▶ [TASK TO COMPLETE]: Copy every line of the listing below, from the line containing "[locate] shelf unit (one point per instance)" through the end of the listing (both ends included). Shift every answer coordinate by -48 and leave everything else unchanged.
========================================
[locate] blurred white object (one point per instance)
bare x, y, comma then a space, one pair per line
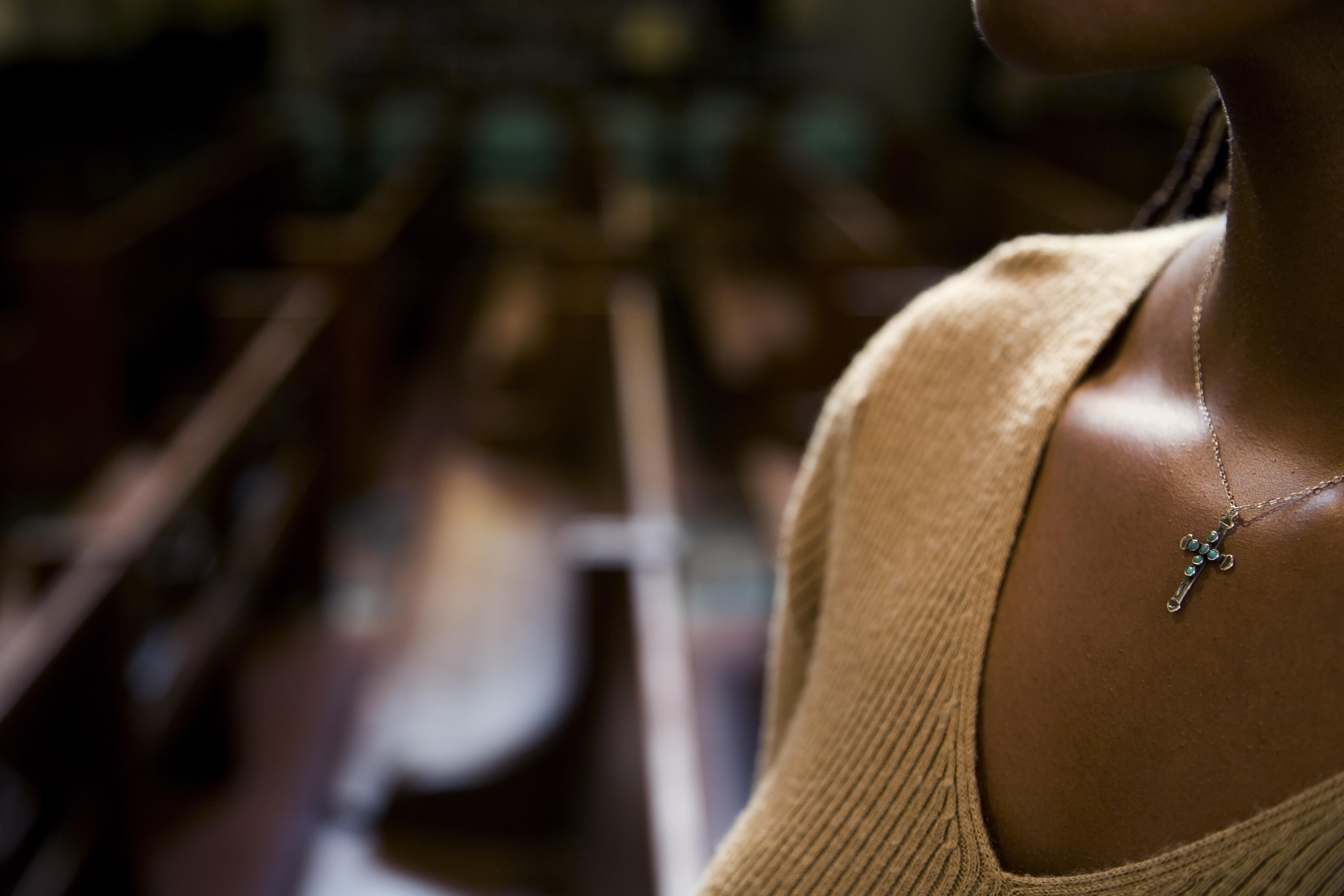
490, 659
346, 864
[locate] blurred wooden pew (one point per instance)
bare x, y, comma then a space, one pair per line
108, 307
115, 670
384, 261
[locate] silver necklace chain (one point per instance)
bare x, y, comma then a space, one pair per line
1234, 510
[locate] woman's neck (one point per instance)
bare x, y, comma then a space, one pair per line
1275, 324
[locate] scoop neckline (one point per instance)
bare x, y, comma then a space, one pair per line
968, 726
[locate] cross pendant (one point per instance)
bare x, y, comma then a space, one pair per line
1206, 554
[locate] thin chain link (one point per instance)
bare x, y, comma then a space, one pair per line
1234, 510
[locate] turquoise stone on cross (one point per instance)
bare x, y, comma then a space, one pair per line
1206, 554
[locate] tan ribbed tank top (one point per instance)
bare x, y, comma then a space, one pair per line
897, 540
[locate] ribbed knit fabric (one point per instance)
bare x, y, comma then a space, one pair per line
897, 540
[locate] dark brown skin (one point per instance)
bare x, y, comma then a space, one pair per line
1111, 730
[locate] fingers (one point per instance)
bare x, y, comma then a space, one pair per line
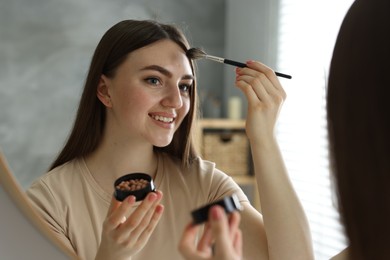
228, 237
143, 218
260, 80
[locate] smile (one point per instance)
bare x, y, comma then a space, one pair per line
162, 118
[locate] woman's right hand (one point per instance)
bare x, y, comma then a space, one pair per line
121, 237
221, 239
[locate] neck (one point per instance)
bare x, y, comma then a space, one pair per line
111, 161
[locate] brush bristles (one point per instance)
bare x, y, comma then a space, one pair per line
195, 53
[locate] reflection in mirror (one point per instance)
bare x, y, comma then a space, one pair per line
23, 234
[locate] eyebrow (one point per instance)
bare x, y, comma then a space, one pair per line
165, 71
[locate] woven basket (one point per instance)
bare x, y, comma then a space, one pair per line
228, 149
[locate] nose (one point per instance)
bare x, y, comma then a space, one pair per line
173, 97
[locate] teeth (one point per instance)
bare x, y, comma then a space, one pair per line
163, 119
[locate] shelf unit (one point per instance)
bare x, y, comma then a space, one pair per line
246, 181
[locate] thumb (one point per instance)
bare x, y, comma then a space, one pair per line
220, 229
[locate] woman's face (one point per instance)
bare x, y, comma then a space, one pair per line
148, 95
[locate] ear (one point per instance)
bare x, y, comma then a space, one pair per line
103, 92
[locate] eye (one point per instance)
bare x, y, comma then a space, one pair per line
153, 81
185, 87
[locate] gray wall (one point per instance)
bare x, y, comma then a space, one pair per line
========================================
▶ [FINAL RESULT]:
[locate] shelf unit (one point per instance)
bare x, y, comma then a space, one pair per line
198, 133
[locate] thumb (one point per instance)
bare x, y, comma then a space, one pair per line
172, 181
[locate] woman's face (one point per instance)
bare x, y, comma then a space, one pair per line
100, 47
[locate] ear (one point per instance)
bare x, y, comma then a space, one pair per line
55, 44
[locate] eye (one point per instance)
bare x, y, comma then a space, one pair per line
105, 33
137, 39
[locate] gray wall (one point per instance)
bare x, y, comma then a space, one pair per line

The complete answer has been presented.